Exercise description
Count the lines in the data that contain the string "rail", treating case as significant, and reply with only the number.

---*---

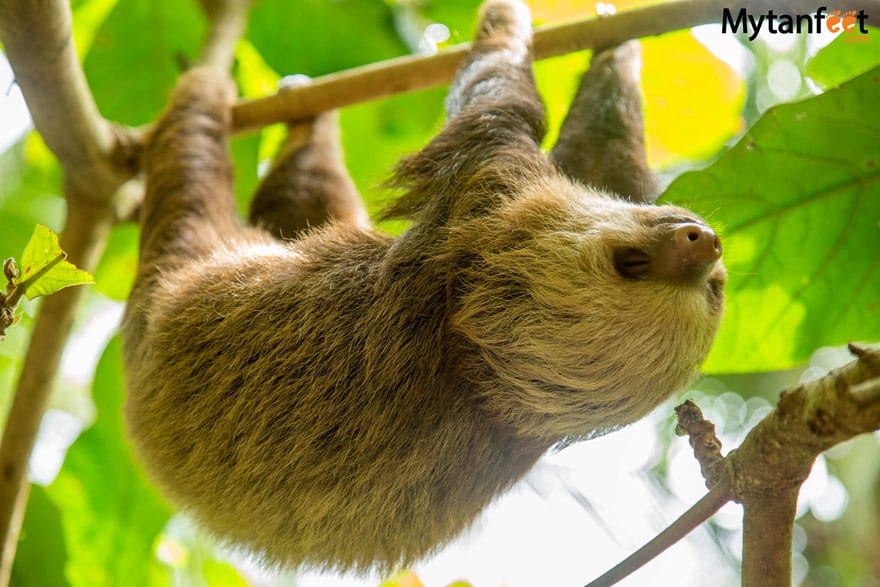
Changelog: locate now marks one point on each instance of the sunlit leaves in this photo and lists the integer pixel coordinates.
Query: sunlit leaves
(315, 37)
(798, 200)
(842, 60)
(693, 101)
(137, 54)
(111, 515)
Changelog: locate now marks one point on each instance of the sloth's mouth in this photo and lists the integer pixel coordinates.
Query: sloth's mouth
(632, 263)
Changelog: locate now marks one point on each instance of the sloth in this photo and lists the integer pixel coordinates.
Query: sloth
(324, 395)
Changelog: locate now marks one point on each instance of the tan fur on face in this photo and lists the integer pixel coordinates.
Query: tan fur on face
(577, 347)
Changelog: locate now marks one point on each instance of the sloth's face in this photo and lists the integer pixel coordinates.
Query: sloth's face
(593, 309)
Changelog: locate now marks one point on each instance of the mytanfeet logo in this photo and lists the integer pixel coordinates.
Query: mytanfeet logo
(852, 23)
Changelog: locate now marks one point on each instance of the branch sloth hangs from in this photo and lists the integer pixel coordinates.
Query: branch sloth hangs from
(324, 395)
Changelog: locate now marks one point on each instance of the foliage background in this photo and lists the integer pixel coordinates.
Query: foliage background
(797, 198)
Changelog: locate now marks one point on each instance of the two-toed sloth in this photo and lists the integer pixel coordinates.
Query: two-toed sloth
(339, 398)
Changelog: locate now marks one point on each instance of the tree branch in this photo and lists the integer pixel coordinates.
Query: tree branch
(415, 72)
(765, 473)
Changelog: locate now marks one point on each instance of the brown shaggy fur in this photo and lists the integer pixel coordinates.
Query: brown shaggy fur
(351, 401)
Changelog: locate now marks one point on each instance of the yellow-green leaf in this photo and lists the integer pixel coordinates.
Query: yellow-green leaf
(44, 269)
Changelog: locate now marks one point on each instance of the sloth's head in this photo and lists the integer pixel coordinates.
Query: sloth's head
(589, 309)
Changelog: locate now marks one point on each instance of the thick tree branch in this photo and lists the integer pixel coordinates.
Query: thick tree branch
(410, 73)
(765, 473)
(767, 470)
(96, 158)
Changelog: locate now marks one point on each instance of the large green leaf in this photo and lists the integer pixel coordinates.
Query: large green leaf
(110, 514)
(135, 56)
(316, 37)
(798, 200)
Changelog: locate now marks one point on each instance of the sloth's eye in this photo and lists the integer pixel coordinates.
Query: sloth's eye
(632, 263)
(673, 219)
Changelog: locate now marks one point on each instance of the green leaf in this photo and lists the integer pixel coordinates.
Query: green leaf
(111, 514)
(137, 54)
(798, 203)
(44, 262)
(316, 37)
(41, 553)
(842, 60)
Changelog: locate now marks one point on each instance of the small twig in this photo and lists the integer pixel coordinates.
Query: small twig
(687, 522)
(701, 434)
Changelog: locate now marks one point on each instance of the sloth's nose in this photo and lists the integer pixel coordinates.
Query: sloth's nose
(688, 253)
(697, 243)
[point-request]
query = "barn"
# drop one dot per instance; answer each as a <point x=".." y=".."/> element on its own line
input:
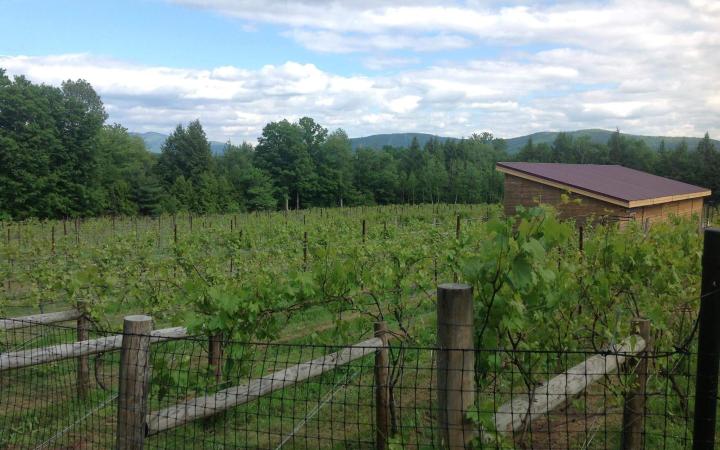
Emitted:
<point x="603" y="191"/>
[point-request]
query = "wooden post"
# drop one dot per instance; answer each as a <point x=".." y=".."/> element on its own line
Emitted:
<point x="382" y="388"/>
<point x="457" y="236"/>
<point x="83" y="368"/>
<point x="134" y="377"/>
<point x="455" y="364"/>
<point x="305" y="251"/>
<point x="215" y="356"/>
<point x="708" y="362"/>
<point x="634" y="408"/>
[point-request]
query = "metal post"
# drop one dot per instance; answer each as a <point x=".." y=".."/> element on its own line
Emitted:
<point x="455" y="364"/>
<point x="83" y="366"/>
<point x="634" y="408"/>
<point x="382" y="388"/>
<point x="134" y="377"/>
<point x="706" y="387"/>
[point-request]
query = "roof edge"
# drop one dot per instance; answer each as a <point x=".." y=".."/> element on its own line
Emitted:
<point x="597" y="195"/>
<point x="563" y="186"/>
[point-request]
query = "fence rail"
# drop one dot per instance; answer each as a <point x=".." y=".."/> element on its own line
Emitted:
<point x="167" y="389"/>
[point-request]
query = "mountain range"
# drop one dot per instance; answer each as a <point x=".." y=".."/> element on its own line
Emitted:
<point x="154" y="141"/>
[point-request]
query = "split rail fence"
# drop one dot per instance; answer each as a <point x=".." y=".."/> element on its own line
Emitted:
<point x="78" y="387"/>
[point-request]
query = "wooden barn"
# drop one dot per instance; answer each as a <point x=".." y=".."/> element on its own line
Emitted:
<point x="604" y="191"/>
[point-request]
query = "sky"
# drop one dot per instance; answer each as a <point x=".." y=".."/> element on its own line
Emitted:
<point x="449" y="68"/>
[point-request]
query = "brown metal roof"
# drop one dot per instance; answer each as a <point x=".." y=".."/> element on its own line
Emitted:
<point x="616" y="182"/>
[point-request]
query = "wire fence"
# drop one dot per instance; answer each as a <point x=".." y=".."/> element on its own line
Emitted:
<point x="271" y="396"/>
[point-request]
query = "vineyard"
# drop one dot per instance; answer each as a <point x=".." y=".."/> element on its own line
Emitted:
<point x="263" y="293"/>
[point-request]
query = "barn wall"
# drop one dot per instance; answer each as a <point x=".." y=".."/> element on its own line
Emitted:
<point x="519" y="191"/>
<point x="684" y="208"/>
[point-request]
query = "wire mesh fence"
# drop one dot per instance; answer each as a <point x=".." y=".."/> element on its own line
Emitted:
<point x="269" y="395"/>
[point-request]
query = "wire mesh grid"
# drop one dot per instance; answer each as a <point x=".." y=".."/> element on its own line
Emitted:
<point x="267" y="395"/>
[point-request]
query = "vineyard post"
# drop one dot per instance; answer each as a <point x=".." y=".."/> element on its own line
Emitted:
<point x="134" y="377"/>
<point x="455" y="364"/>
<point x="305" y="251"/>
<point x="457" y="236"/>
<point x="83" y="367"/>
<point x="634" y="407"/>
<point x="215" y="355"/>
<point x="382" y="388"/>
<point x="708" y="362"/>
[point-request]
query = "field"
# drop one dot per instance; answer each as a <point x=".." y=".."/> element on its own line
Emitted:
<point x="281" y="288"/>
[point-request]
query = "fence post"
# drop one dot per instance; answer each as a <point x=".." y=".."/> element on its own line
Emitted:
<point x="455" y="364"/>
<point x="134" y="377"/>
<point x="581" y="238"/>
<point x="382" y="388"/>
<point x="634" y="408"/>
<point x="706" y="385"/>
<point x="215" y="355"/>
<point x="83" y="368"/>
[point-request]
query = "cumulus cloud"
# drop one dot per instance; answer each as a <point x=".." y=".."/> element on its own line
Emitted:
<point x="646" y="67"/>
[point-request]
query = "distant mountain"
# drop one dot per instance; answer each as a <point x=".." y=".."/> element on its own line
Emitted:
<point x="514" y="145"/>
<point x="154" y="141"/>
<point x="378" y="141"/>
<point x="600" y="137"/>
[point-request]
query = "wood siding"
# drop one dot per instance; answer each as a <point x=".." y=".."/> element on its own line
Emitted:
<point x="519" y="191"/>
<point x="682" y="208"/>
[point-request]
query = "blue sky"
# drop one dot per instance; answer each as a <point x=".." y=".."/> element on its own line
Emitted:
<point x="450" y="68"/>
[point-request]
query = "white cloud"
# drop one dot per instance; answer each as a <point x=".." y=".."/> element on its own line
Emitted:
<point x="647" y="67"/>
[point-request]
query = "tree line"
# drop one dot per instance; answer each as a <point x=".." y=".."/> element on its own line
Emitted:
<point x="60" y="158"/>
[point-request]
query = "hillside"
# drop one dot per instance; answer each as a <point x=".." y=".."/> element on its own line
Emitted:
<point x="378" y="141"/>
<point x="154" y="141"/>
<point x="600" y="137"/>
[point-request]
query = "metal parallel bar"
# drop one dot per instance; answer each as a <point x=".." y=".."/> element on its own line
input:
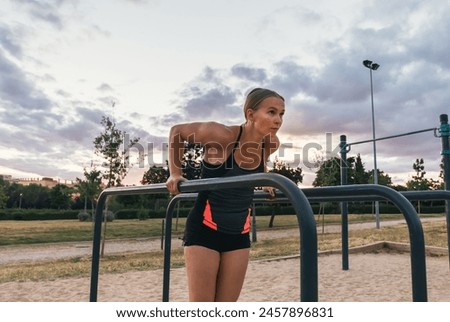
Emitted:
<point x="305" y="216"/>
<point x="416" y="236"/>
<point x="344" y="204"/>
<point x="444" y="131"/>
<point x="261" y="197"/>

---*---

Answer in full
2